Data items
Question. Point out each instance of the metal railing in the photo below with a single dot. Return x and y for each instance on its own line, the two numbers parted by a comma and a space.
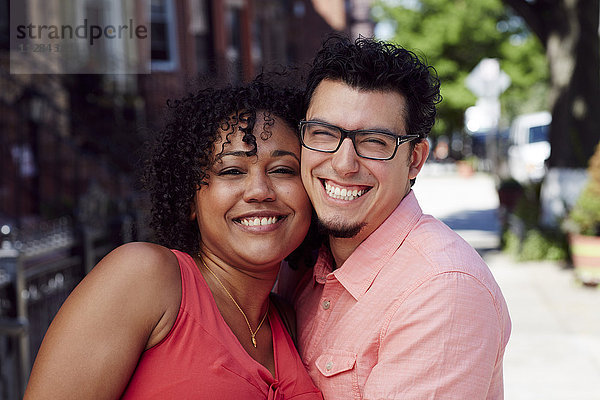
37, 274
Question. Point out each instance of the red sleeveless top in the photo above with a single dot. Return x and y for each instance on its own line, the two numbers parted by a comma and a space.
201, 358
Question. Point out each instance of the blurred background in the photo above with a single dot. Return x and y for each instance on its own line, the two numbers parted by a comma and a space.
521, 110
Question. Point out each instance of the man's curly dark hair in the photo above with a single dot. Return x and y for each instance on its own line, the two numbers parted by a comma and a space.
369, 64
182, 153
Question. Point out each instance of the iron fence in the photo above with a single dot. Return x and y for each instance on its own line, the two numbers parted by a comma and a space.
38, 270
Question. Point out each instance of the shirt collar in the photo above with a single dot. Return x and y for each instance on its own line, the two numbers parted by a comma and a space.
360, 269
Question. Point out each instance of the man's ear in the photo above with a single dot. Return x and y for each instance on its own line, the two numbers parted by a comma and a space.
418, 157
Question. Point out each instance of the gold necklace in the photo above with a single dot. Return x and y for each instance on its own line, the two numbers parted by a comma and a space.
252, 333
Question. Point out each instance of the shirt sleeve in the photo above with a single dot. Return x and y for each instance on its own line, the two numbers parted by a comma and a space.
444, 341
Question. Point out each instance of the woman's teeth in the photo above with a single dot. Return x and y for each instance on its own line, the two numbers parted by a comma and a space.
342, 194
256, 221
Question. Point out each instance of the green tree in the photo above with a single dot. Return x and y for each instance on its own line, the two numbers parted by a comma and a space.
454, 37
568, 31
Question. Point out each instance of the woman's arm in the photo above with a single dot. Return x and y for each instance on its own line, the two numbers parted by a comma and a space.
125, 305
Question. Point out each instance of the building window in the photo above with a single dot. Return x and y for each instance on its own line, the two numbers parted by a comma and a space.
163, 43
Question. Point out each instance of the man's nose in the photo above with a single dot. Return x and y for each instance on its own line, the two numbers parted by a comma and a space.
345, 159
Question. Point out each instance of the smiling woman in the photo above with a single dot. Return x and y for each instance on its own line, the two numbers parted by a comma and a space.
191, 317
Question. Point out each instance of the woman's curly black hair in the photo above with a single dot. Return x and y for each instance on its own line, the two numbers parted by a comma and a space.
182, 153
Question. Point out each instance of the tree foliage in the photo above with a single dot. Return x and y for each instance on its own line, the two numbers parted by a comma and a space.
455, 36
568, 30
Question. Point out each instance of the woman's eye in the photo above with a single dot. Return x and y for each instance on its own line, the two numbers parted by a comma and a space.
230, 171
284, 170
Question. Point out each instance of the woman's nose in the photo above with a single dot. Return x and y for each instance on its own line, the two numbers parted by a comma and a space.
259, 188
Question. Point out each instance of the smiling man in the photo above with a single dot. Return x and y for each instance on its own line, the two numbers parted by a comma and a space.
397, 305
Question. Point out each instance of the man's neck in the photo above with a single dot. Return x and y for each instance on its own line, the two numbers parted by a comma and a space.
342, 249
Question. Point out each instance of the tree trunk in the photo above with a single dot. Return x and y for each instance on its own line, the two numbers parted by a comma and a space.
568, 29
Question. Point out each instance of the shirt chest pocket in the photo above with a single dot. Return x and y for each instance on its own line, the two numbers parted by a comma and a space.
338, 367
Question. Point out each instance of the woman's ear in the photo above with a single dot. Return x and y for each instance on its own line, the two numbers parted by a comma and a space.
193, 209
418, 157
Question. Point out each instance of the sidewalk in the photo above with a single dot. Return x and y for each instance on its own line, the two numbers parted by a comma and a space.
554, 349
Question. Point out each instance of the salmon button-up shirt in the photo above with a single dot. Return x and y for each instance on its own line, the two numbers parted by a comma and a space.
413, 313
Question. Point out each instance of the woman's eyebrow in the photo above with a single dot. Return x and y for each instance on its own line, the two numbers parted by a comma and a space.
274, 153
282, 153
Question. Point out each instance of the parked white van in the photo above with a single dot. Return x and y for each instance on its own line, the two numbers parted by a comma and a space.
529, 147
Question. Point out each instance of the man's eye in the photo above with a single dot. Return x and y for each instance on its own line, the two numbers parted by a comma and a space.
322, 133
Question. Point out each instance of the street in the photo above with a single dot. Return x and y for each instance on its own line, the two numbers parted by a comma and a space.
554, 348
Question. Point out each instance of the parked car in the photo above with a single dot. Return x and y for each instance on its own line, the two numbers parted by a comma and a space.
529, 147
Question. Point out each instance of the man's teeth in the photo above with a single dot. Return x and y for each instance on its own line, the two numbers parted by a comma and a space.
342, 194
256, 221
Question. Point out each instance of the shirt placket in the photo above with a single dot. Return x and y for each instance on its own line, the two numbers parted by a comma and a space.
331, 292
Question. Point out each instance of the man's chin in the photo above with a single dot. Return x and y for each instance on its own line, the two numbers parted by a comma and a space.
339, 230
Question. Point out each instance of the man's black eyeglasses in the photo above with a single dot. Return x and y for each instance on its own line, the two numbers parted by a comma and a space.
371, 144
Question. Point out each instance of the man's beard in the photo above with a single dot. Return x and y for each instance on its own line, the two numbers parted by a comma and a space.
337, 229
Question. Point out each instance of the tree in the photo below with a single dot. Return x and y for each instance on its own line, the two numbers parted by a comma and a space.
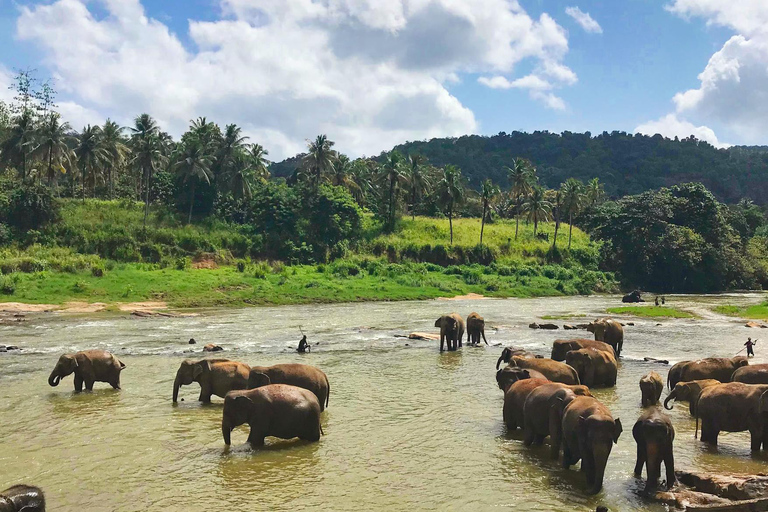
54, 141
488, 192
522, 178
536, 207
115, 151
450, 192
194, 164
573, 197
319, 158
149, 152
90, 156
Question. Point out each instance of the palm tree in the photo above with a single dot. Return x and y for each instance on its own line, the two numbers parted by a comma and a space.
90, 156
573, 197
148, 150
394, 176
450, 192
194, 164
115, 149
319, 158
418, 180
54, 144
488, 192
522, 177
595, 194
537, 207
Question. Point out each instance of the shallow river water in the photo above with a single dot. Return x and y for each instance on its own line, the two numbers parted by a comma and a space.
407, 428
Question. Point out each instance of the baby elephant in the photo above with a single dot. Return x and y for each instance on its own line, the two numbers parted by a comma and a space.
22, 498
277, 410
651, 386
89, 366
654, 433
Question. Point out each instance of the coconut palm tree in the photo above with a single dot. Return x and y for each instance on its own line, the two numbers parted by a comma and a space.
90, 156
536, 207
194, 164
522, 177
450, 192
418, 180
319, 158
54, 142
116, 151
488, 192
573, 197
149, 152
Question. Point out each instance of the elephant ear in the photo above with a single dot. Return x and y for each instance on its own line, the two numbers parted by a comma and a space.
617, 431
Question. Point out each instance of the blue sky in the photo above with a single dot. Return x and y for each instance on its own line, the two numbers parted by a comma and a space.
372, 73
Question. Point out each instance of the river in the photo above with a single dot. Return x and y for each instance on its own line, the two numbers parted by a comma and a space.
407, 428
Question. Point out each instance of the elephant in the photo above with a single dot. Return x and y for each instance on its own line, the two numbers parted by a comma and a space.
475, 329
89, 366
215, 376
295, 374
718, 368
514, 401
561, 347
508, 352
751, 374
689, 391
733, 407
22, 498
609, 331
654, 434
651, 386
277, 410
589, 430
511, 374
543, 413
553, 370
595, 367
451, 330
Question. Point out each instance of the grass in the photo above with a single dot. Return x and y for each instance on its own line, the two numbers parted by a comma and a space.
756, 312
651, 312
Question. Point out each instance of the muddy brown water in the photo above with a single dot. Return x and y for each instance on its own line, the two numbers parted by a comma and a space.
407, 428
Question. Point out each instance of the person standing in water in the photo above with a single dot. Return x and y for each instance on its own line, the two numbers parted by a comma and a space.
749, 344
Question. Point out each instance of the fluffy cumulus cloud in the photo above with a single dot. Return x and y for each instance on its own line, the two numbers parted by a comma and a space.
733, 87
584, 20
369, 73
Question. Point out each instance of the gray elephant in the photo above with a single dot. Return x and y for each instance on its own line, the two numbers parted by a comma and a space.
22, 498
654, 435
689, 391
752, 374
561, 347
451, 330
718, 368
733, 407
609, 331
589, 431
543, 413
475, 329
651, 386
276, 410
595, 367
89, 366
215, 376
294, 374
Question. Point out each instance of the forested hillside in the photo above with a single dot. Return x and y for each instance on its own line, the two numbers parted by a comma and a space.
625, 163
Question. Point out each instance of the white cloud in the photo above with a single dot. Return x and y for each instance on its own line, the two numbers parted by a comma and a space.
584, 20
670, 126
369, 73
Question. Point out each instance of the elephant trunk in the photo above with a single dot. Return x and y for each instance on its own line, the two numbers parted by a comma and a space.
54, 378
670, 397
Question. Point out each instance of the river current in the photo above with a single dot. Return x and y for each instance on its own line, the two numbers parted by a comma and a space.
408, 428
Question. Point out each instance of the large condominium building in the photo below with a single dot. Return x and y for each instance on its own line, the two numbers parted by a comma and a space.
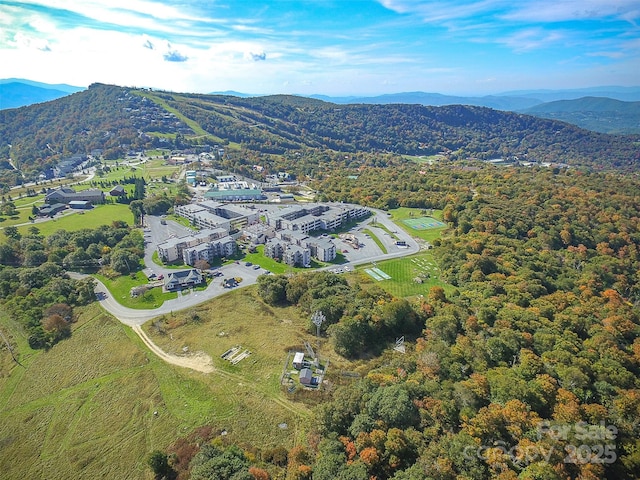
312, 217
173, 249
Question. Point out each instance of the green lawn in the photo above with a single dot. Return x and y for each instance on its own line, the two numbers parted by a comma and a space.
404, 272
403, 213
373, 236
97, 216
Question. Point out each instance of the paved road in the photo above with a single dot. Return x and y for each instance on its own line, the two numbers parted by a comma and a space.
249, 275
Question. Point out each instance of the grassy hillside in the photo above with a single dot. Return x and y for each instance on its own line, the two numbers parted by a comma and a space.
85, 409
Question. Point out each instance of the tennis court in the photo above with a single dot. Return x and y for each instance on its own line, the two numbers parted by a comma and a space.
423, 223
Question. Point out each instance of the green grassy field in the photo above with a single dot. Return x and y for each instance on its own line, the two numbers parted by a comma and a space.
404, 272
85, 408
403, 213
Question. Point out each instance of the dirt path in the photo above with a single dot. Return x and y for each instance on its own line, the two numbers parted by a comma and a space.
200, 362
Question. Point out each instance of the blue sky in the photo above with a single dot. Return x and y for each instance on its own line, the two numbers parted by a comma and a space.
342, 47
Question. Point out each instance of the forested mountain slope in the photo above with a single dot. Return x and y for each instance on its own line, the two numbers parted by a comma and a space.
599, 114
115, 118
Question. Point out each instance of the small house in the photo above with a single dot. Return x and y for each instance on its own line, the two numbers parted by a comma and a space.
306, 376
298, 360
80, 204
117, 191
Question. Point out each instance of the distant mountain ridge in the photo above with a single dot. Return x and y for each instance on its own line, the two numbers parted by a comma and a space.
16, 92
116, 120
615, 116
605, 115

Required task:
The lines to be extracted begin at the line containing "Question. Point out each instance of the large" and continue through the final line of the material above, both ends included. Reproduce them exactly, without the pictures.

Exercise output:
Question. Point out each instance of the large condominium building in the photo below with a single dot. Return x and y for each instance on its own line, the two numbers parted by a comma and a space.
312, 217
173, 249
Question. Point out each instance of the green lawn in the photo above with a single dot. Return x and y for each instance on its own line, the two numbers parted by a comma and a space.
404, 272
403, 213
373, 236
97, 216
Question. Point out each instance of the paved road in the photo above with a single dot. Return x and y for each instance on its own line, the two numbers parted by a comma and a space.
249, 275
Question. Point out each instance of the grassy hillside in the photo above with a single dot. Return x and y for each instance on its own line, the two numbers parted by a comma and a space.
85, 409
Question. Point out each instance of the tennis court in the photo above with a single dot. Return x and y for each instance on its own line, the two numbers parted by a comma and a space.
423, 223
Question. Point out each instance of the green grassy field in the photo above with a single dot. Return x and y for each instance on its own line, the two numbers parted by a comma and a space.
404, 272
85, 408
403, 213
Question. Point out each instance of the dirt path in the photo above with a single dot. Return x and y for each instance on its own line, the two numbers parted by a comma and a space.
200, 362
Question. Point out each instance of the blue sky in the photo above with a single dot. Return x and y for each instance on its own line, the two numbers parted by a comma and a space.
342, 47
Question. Point out each instance of the forested mountain slope in the photo above with a single dot. Return x and y for each instance on its own line, the two numbers parted by a comma and a space.
599, 114
115, 118
Question. Point out each instance of the small house in the photo above with a single dot. Return x and y for each instance on its own line, the two numbers parted by a comma and a space.
306, 376
298, 360
80, 204
117, 191
Question. Point out each instance of the distant mountain ridge in the photo above with a single dot. Return x and y for each instance on its own line, the two numbers parted by a comma and a space.
16, 92
116, 120
615, 116
605, 115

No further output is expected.